ICCサミットは「ともに学び、ともに産業を創る。」ための場です。そして参加者同士が朝から晩まで真剣に議論し、学び合うエクストリーム・カンファレンスです。 次回ICCサミット KYOTO 2021は、2021年9月6日〜9月9日 京都市での開催を予定しております。参加登録は公式ページをご覧ください。


前日の獺祭工場見学ツアーの感動も冷めやらぬまま、九州に移動したICC一行。ちょっと気が早いですが、ICC FUKUOKA 2022の最終日のツアー先の新規開拓として、会場から車で移動できる想定で、数箇所の下見を行いました。

その1つが、佐賀県伊万里市大川内山にある鍋島焼の窯元虎仙窯(こせんがま)。メイン会場のヒルトン福岡シーホークから、西へ西へ、佐賀県へ入っていきます。ドライブコースとしては気持ちがいい山の中を走ること約1時間で到着です。

畑を抜けて橋を渡ると、三方を山に囲まれた、そこだけ別世界のような集落があります。4月の訪問時には、鯉のぼりが泳いでいました。

橋を渡ると、普通のアスファルトから別の舗装がされたエリアに入ります。「秘窯の里」とはどういう意味なのでしょうか?

「鍋島虎仙窯」を訪問

今回訪問したのはこちら。「鍋島青磁 虎仙窯」と看板がかかっています。

入ってみると、ずらりと商品が並ぶショールームです。鍋島焼、鍋島青磁って何?と思われる方、これが代表的な鍋島青磁です。

データ抜粋
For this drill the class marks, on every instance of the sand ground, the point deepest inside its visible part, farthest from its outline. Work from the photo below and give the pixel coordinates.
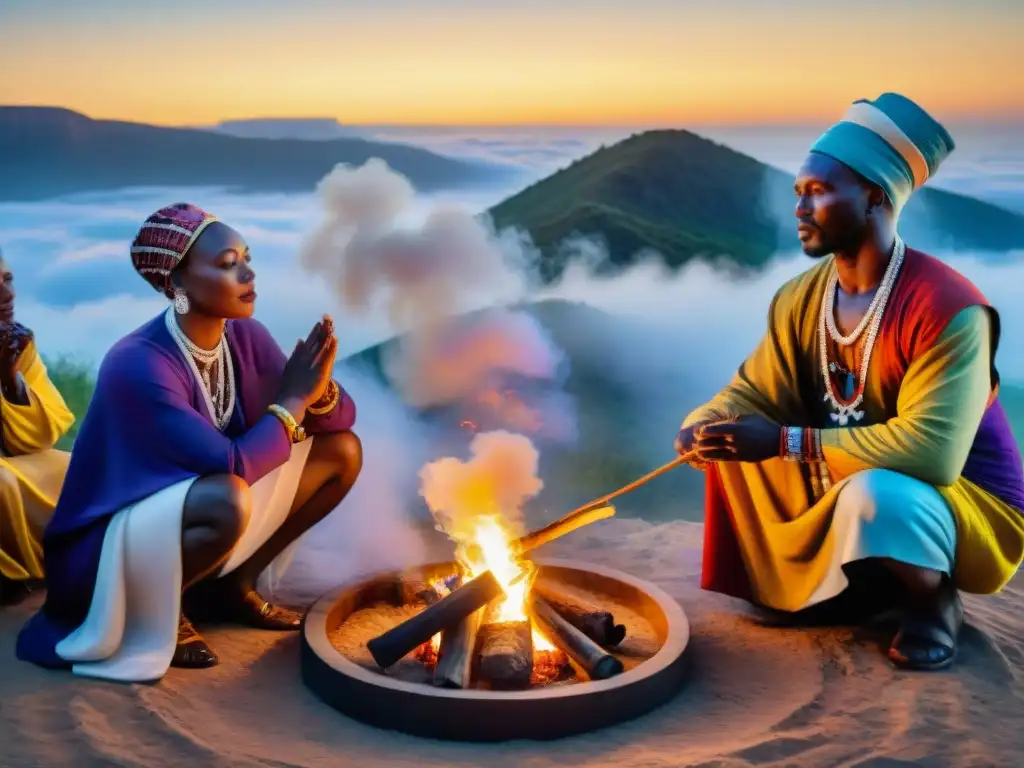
(757, 695)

取り組む課題
虎仙窯の訪問記から、「畑を抜けて橋を渡ると、三方を」と「今回訪問したのはこちら。「鍋島青磁 虎仙窯」と看板がかかっています。」の間を、両端も含めて一字一句変えずに引用してください。

以下の結果
畑を抜けて橋を渡ると、三方を山に囲まれた、そこだけ別世界のような集落があります。4月の訪問時には、鯉のぼりが泳いでいました。

橋を渡ると、普通のアスファルトから別の舗装がされたエリアに入ります。「秘窯の里」とはどういう意味なのでしょうか?

「鍋島虎仙窯」を訪問

今回訪問したのはこちら。「鍋島青磁 虎仙窯」と看板がかかっています。